• What needs to be done
Give back the line in the listing below that contains "Exercise. Label the green" and all remaining lines, retyped exactly, through the last line.

*** Opening of Task inputs ***

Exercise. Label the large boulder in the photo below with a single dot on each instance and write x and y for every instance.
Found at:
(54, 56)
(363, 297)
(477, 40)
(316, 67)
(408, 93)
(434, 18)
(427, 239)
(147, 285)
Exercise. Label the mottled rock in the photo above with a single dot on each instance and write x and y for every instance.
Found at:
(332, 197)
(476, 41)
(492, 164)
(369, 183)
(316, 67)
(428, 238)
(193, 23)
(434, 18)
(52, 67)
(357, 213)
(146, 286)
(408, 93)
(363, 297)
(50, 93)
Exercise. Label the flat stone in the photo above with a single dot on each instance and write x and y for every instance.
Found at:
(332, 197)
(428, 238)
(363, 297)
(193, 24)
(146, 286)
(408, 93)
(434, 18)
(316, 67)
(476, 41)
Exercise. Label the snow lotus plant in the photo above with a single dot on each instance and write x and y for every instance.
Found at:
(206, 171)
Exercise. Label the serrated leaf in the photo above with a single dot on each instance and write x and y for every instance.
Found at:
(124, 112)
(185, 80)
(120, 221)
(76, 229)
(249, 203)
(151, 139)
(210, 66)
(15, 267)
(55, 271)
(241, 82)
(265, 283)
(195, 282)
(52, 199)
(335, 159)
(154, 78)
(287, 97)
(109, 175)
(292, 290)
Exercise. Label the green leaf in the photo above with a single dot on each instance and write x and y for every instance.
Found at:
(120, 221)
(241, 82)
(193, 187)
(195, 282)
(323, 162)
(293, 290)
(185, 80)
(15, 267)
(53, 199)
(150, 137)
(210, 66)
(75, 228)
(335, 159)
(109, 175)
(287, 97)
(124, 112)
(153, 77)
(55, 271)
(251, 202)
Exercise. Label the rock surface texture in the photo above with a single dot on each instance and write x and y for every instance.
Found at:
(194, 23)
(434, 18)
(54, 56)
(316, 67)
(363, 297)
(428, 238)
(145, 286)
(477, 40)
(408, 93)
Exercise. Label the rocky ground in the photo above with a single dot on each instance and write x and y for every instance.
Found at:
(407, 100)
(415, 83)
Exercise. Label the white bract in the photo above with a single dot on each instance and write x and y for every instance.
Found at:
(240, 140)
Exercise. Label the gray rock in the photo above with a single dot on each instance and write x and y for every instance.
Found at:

*** Close of Task inputs ***

• Response to the task
Exercise. Label the green leaf in the photo above with a single dot on each instance and write x and y for every instance.
Found at:
(120, 221)
(241, 82)
(193, 187)
(195, 282)
(323, 162)
(293, 290)
(185, 80)
(15, 267)
(53, 199)
(150, 137)
(210, 66)
(75, 228)
(335, 159)
(109, 175)
(287, 97)
(124, 112)
(153, 77)
(55, 271)
(251, 202)
Exercise. Label the rock surface texture in the photo above with a single dot on each instance and write x and y for every instance.
Found at:
(194, 23)
(434, 18)
(54, 56)
(316, 67)
(363, 297)
(428, 238)
(145, 286)
(477, 40)
(408, 93)
Exercise. Label the rocky ground in the photo above with a single dot on each instance and write x and y for every instance.
Found at:
(407, 100)
(415, 83)
Exercise. Label the white bract in the photo above with a single dot on each instance and write x and y for every instance.
Found at:
(240, 140)
Exercise. Label the gray rock in the photo above with a single dot on each instance and write x and y for every instance.
Found at:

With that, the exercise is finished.